_Texto de lectura:_
Lo anterior es relevante, en tanto permea prácticas investigativas que fundamentan nuestros diagnósticos y prescripciones en materia educativa. Me refiero a trabajos como la Misión de Movilidad Social y Equidad y el resonado informe Compartir, cuyo análisis se centra en la depuración cuantitativa de factores asociados a resultados de exámenes estandarizados (incluyendo Saber 11 y PISA). Si bien es justo reconocer como –y en particular en el segundo informe- los autores advierten sus limitaciones estadísticas para identificar relaciones causa-efecto, ello no evita la aparición de afirmaciones con tinte causal como: ‘[l]os resultados obtenidos demuestran la importancia de los maestros en el desempeño de los estudiantes, por encima de otras dimensiones’. Es decir, priman metodologías que (volviendo al párrafo anterior) sobre-estiman el poder explicativo del trabajo empírico y conceptúan sobre una visión lineal del logro escolar (ej. calidad docente + infraestructura + liderazgo…).
Lo anterior no solo tiene, por tanto, consecuencias sobre la efectividad esperada de algunas políticas, sino que además exalta una gran paradoja: la exclusión de educadores profesionales en la elaboración de diagnósticos educativos. De hecho, ninguno de los informes citados incluye una participación activa de docentes ni profesionales de la educación –pero si de economistas e investigadores expertos en análisis cuantitativo-, salvo, quizás, en algunos ejercicios cualitativos secundarios. Ello en medio de argumentos que apelan la búsqueda de objetividad y de representatividad estadística, fácilmente refutables si se alude al hecho que lo empírico puede no ser transparente –como los intereses económicos de PISA- o que extrapolar una observación no equivale a extrapolar una explicación. El problema es que, bajo ese escudo, se desconocen miles de historias y experiencias, que más que ser simples anécdotas, se convierten en una puerta de entrada a las complejidades económicas, sociales, políticas y culturales de la educación en Colombia –fuentes que, desde luego, deben cotejarse con otra evidencia.

_Actividad:_ Retoma el texto sobre los diagnósticos educativos en Colombia y continúalo después de su última oración.

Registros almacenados
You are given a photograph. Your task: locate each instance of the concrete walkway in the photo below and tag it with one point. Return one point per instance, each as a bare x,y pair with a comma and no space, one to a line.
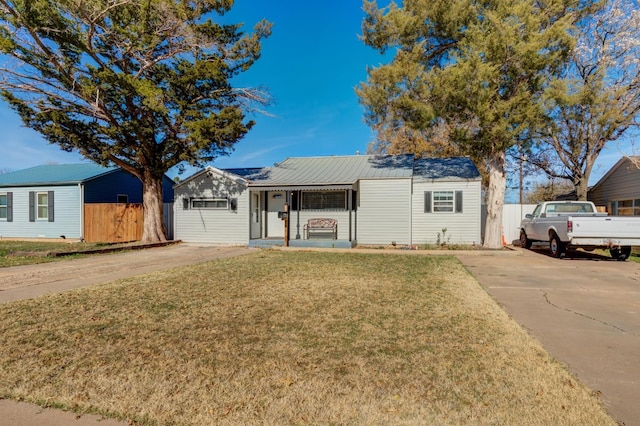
26,282
584,309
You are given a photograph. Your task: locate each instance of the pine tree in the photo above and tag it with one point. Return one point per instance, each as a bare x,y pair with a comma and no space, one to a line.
144,85
479,66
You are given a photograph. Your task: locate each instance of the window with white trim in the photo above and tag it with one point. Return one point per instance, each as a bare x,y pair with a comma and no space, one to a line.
3,206
42,206
443,201
324,200
210,203
627,208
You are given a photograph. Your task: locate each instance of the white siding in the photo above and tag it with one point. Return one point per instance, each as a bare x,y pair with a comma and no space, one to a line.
622,184
66,214
384,211
225,227
461,228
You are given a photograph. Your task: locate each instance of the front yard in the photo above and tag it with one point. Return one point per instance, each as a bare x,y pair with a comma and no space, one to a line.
289,338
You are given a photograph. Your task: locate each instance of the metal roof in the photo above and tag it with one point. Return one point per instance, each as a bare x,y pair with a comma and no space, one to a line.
331,171
451,168
54,174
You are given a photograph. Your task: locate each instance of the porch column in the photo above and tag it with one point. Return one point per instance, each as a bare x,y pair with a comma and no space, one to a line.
298,195
350,207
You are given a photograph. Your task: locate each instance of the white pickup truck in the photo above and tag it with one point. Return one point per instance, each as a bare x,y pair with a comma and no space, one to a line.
577,224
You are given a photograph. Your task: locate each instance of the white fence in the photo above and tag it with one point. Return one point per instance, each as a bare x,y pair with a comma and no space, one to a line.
511,217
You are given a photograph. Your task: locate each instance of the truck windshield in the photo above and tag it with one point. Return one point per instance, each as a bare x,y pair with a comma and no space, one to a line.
569,208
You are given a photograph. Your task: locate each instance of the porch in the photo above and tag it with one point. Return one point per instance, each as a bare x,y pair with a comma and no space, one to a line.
315,243
304,205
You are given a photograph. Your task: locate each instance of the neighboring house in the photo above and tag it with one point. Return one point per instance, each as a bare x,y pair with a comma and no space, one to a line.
619,189
374,201
50,201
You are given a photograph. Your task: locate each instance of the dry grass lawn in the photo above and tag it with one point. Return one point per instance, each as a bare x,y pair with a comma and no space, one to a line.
277,338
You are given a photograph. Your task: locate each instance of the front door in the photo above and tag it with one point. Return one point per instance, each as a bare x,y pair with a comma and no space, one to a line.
275,204
255,215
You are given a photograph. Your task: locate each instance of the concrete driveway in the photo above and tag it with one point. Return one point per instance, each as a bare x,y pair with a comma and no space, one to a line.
25,282
584,309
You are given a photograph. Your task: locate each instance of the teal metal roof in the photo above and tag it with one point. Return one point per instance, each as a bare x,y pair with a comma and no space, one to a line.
54,174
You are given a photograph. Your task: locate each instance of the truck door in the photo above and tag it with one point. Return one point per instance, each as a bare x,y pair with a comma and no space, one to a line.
533,228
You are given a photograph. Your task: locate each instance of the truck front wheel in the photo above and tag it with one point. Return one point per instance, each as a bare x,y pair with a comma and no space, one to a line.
621,253
556,246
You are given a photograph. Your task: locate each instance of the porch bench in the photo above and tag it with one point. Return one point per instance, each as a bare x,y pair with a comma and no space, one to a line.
321,228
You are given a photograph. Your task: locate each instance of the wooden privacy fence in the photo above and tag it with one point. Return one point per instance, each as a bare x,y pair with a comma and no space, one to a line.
112,223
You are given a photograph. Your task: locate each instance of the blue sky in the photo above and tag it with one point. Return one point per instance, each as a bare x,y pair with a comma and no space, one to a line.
310,65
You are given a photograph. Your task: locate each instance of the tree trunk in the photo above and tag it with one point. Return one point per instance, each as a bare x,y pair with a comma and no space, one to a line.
495,201
152,203
581,189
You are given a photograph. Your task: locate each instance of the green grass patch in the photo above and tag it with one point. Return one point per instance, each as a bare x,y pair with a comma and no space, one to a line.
279,338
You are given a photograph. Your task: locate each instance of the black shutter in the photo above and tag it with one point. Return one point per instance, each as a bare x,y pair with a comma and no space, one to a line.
458,201
32,206
9,206
427,201
50,206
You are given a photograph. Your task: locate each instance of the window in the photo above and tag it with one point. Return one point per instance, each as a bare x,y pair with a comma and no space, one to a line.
210,203
443,202
43,206
324,200
627,208
3,206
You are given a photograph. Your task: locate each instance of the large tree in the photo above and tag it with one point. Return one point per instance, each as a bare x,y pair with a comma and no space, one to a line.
597,98
145,85
479,65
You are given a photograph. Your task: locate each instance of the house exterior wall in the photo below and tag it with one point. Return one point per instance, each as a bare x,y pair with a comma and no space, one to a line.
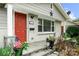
39,11
3,25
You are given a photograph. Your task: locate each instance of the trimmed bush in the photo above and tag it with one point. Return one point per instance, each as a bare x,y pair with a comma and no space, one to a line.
73,31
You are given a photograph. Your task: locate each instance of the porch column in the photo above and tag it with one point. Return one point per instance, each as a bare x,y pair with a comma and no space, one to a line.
9,20
10,32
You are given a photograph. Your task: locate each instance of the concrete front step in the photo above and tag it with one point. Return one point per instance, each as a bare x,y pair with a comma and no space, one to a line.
34,47
42,53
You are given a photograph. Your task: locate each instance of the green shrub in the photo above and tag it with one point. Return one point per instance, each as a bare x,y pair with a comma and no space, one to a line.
25,45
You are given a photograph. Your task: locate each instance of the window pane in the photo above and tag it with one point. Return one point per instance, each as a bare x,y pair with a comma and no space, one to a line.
39,25
47,25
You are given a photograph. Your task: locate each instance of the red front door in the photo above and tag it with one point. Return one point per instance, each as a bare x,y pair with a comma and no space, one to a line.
20,26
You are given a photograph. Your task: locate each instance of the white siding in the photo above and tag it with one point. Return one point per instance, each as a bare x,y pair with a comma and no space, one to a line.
3,25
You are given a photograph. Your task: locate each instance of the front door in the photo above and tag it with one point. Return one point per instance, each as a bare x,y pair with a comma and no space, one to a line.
20,26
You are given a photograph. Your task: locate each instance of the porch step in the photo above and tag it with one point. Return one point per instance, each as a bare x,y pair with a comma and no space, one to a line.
42,53
54,54
31,52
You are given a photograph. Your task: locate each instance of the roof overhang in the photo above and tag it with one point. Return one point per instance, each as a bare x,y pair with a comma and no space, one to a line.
62,11
2,5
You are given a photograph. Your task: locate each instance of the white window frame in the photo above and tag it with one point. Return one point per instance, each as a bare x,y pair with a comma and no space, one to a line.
43,26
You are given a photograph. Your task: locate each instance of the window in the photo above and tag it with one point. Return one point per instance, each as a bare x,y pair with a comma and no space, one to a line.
52,26
39,25
45,25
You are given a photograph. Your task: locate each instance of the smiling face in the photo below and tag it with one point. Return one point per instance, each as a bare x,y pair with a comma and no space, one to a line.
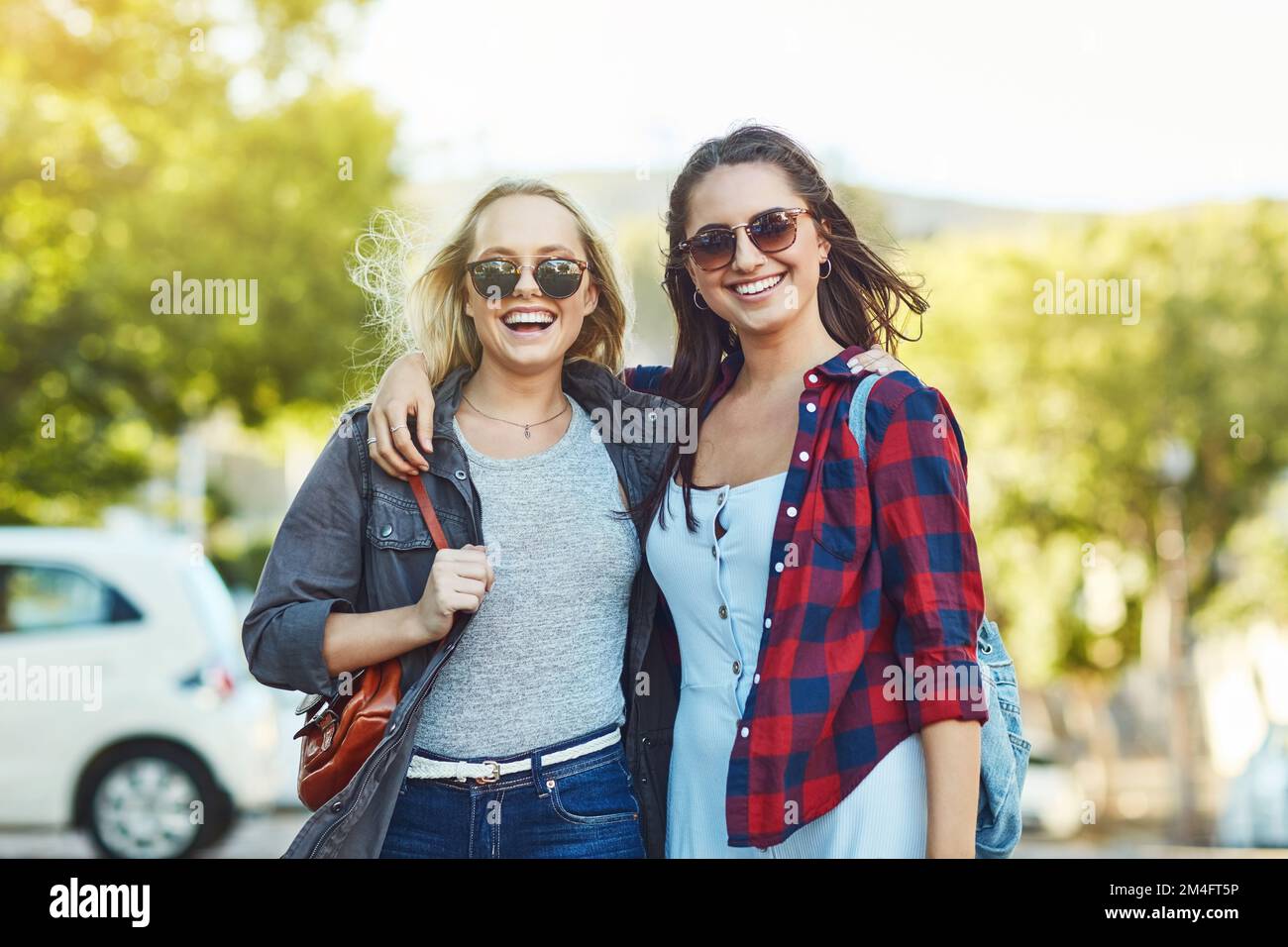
758,292
528,331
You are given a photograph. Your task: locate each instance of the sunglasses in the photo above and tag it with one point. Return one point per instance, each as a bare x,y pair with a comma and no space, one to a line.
557,277
772,232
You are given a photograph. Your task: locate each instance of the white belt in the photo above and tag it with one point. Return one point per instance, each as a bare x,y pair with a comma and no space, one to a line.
489,771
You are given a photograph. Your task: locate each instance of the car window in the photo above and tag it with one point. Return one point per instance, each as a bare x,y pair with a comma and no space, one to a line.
35,598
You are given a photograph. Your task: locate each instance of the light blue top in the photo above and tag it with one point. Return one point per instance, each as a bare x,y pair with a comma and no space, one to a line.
715,589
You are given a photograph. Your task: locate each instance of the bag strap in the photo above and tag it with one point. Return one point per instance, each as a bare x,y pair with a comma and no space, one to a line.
858,412
426,512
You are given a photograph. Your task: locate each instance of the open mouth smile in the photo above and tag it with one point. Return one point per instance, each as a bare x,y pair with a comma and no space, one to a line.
528,321
755,289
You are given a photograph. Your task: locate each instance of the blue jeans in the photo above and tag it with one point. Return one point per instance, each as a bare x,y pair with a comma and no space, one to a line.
581,808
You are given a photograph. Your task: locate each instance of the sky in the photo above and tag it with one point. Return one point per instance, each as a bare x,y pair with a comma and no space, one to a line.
1085,106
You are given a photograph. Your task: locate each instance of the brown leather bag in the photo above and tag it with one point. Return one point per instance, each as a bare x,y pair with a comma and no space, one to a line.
343,733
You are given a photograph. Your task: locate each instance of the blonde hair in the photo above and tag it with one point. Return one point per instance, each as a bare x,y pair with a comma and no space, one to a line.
430,313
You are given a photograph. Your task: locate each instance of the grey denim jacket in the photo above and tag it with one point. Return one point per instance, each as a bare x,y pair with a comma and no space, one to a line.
353,540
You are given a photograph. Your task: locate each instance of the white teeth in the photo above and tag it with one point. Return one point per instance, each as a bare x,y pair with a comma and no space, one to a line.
537,317
759,286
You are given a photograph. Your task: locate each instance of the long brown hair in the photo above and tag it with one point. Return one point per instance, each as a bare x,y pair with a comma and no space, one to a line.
858,303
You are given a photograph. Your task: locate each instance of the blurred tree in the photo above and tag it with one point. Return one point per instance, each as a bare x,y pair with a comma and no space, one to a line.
1077,424
130,155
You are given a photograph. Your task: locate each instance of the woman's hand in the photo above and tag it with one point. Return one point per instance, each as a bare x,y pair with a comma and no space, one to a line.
458,582
404,397
877,360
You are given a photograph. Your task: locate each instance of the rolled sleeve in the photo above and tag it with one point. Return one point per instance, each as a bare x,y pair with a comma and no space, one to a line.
930,565
314,567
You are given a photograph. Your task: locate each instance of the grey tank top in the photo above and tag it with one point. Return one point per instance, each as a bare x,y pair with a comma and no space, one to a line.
541,660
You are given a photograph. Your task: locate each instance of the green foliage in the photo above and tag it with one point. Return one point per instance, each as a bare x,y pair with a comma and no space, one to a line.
1068,416
125,159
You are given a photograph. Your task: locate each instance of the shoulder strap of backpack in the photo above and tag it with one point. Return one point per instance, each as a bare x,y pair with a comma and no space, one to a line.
426,512
858,412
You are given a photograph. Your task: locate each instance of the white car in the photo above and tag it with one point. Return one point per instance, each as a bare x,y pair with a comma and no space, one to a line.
125,703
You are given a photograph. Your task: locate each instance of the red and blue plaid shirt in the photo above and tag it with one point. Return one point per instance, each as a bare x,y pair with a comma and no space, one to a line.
874,599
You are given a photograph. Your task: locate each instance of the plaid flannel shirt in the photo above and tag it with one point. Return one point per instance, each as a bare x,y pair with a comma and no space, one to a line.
874,599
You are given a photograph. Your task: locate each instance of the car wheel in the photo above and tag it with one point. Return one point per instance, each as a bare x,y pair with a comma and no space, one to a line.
154,801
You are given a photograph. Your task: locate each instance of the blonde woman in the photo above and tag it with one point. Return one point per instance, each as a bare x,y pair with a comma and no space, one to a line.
522,642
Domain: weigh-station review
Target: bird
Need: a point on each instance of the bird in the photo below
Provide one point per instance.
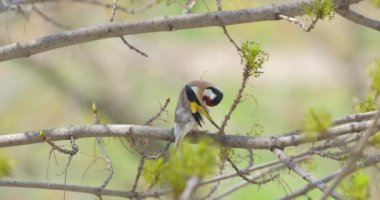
(192, 105)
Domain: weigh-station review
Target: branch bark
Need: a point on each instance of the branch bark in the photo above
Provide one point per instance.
(158, 24)
(138, 131)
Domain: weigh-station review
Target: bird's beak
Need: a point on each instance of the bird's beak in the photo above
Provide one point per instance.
(205, 113)
(196, 107)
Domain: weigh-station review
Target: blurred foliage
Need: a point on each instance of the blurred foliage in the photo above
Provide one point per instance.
(253, 57)
(187, 161)
(375, 2)
(316, 121)
(374, 74)
(365, 105)
(372, 101)
(5, 165)
(320, 9)
(375, 140)
(357, 187)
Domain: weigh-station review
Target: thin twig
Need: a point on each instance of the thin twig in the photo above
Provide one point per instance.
(81, 189)
(132, 47)
(100, 144)
(355, 156)
(359, 19)
(295, 21)
(114, 6)
(304, 190)
(49, 19)
(302, 173)
(168, 23)
(243, 175)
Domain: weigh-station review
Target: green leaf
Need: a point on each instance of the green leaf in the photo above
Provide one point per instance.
(320, 9)
(374, 73)
(152, 171)
(357, 187)
(366, 105)
(375, 2)
(253, 58)
(190, 160)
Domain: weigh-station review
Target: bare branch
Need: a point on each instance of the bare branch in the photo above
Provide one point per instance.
(359, 19)
(355, 156)
(49, 19)
(77, 188)
(138, 131)
(169, 23)
(302, 191)
(302, 173)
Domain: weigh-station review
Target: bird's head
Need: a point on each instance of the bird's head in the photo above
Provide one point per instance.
(205, 92)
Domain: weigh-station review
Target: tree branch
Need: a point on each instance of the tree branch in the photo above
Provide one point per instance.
(138, 131)
(302, 191)
(355, 155)
(77, 188)
(303, 173)
(158, 24)
(359, 19)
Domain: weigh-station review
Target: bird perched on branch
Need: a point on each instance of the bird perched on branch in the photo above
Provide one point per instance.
(192, 106)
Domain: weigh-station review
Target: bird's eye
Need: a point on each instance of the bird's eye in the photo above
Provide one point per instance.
(214, 96)
(208, 101)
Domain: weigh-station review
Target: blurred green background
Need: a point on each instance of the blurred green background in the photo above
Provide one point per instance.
(325, 68)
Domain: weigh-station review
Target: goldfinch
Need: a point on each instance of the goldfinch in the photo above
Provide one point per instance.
(192, 105)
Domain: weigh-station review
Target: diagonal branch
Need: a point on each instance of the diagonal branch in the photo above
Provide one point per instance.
(302, 191)
(359, 19)
(355, 155)
(77, 188)
(303, 173)
(138, 131)
(158, 24)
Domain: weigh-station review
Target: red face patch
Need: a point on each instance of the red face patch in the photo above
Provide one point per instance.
(208, 101)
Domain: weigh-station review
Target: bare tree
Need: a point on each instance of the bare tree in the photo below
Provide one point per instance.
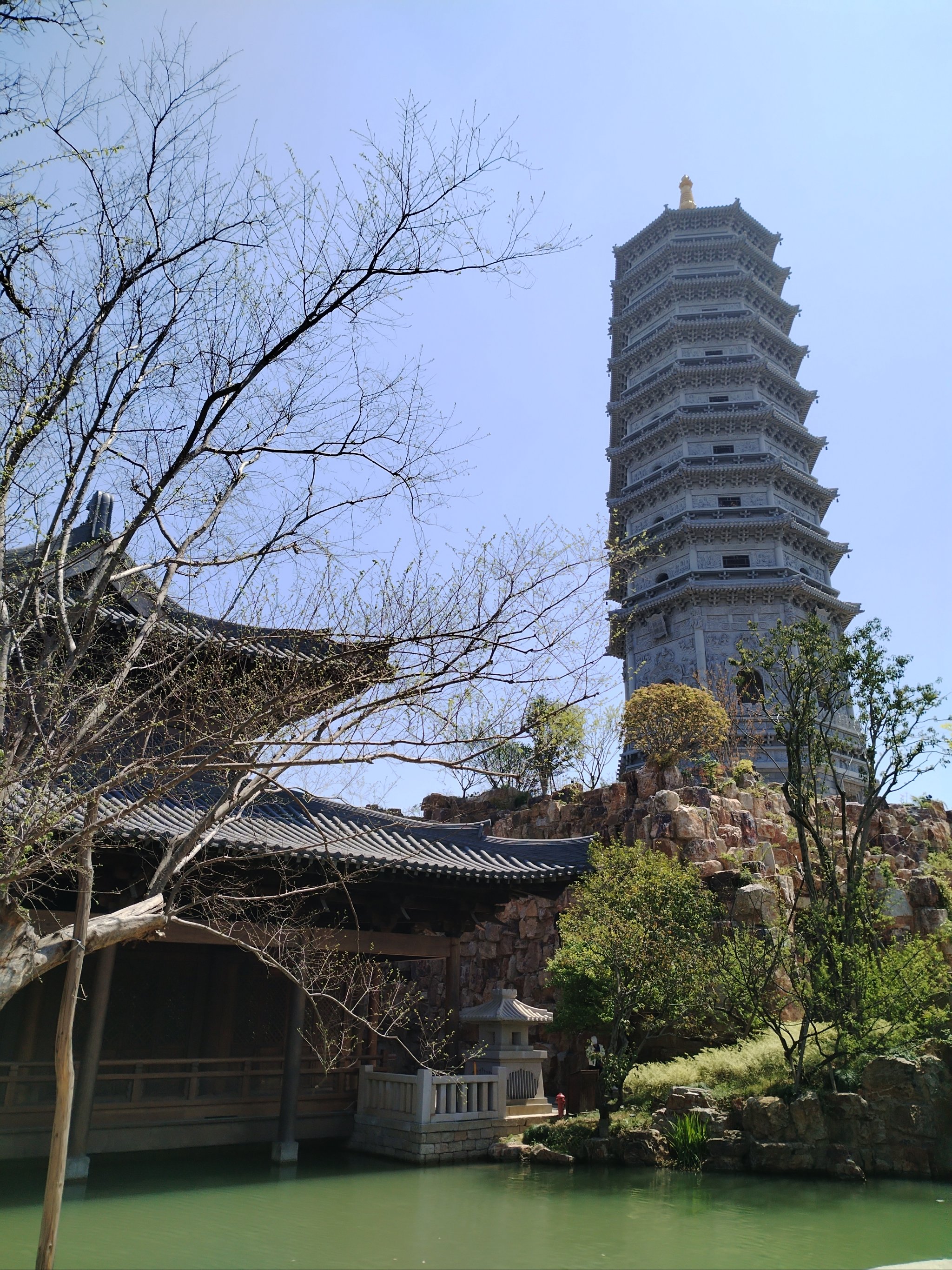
(191, 355)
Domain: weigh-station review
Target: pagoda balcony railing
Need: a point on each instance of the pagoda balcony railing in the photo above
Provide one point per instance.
(723, 239)
(725, 578)
(672, 280)
(702, 515)
(690, 364)
(673, 319)
(695, 463)
(725, 409)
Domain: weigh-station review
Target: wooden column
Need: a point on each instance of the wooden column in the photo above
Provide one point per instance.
(78, 1159)
(452, 972)
(285, 1150)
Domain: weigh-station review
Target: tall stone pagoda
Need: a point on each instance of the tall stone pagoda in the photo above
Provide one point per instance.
(710, 454)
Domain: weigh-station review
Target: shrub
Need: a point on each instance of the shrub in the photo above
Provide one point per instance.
(687, 1138)
(569, 1135)
(671, 722)
(749, 1069)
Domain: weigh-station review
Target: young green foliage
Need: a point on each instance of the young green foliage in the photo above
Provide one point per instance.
(672, 722)
(635, 958)
(556, 732)
(853, 732)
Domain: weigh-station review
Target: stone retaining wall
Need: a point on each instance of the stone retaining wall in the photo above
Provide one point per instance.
(734, 832)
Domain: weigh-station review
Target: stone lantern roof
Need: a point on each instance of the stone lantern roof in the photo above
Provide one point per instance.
(503, 1006)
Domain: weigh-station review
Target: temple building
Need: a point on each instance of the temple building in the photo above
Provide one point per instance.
(711, 460)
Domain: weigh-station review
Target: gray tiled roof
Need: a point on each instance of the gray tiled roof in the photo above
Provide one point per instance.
(318, 827)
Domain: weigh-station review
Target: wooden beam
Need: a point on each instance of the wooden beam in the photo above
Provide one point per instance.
(369, 943)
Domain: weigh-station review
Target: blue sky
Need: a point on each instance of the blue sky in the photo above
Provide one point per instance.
(829, 121)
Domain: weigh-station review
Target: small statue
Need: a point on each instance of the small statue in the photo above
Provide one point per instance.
(596, 1053)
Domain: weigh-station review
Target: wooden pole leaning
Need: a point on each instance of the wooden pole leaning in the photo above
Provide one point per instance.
(78, 1159)
(59, 1142)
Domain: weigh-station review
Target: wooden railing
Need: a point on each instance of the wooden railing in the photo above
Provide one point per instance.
(430, 1097)
(155, 1080)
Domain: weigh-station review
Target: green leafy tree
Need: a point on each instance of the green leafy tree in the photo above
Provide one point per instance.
(558, 734)
(672, 722)
(636, 957)
(853, 732)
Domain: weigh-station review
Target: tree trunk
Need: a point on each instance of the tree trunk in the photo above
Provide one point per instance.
(26, 957)
(59, 1142)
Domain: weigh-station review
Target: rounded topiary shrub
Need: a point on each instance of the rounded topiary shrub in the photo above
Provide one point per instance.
(671, 722)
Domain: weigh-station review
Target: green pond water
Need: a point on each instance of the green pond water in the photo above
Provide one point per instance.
(230, 1210)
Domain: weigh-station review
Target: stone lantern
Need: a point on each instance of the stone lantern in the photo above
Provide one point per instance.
(504, 1024)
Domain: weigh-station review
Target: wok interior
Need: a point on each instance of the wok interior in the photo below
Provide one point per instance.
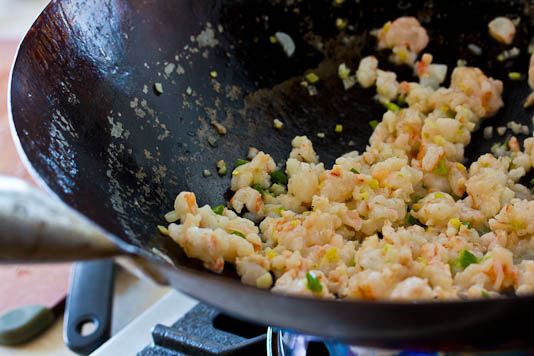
(100, 136)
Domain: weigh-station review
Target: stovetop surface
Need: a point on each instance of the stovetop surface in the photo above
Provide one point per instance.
(204, 331)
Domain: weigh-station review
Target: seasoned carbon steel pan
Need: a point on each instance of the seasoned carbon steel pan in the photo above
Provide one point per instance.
(108, 145)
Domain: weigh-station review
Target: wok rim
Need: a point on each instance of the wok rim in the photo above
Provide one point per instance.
(191, 272)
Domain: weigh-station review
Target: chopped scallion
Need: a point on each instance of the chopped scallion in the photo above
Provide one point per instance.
(260, 189)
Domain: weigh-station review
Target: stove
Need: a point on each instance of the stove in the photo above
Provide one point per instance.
(201, 330)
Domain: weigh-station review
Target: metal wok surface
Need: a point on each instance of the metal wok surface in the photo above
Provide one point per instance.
(101, 138)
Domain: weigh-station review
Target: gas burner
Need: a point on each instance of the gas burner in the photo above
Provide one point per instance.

_Respuesta:_
En la última sección del texto defiendo, por ende, la necesidad de un verdadero trabajo interdisciplinario para informar la política educativa. Y por ello no me refiero a la práctica recurrente de usar herramientas de corte cualitativo para verificar resultados estadísticos, sino a un esfuerzo mancomunado que reconozca dos principios básicos: i) la percepción (ej. el análisis de indicadores, anécdotas) es solo la primera etapa del proceso de descubrimiento científico y, por tanto, ii) descubrir implica investigar de la mano de los actores inmersos en un fenómeno social (ej. la política educativa) –algunos referentes de la literatura para los interesados son este, este, este–. En términos concretos, un buen diagnóstico educativo depende no solo de la robustez técnica de las herramientas utilizadas –que en sí, es un criterio relevante para explorar aspectos empíricos de la realidad-, sino de reconocer el papel y los límites de cada disciplina dentro de un proceso de descubrimiento científico.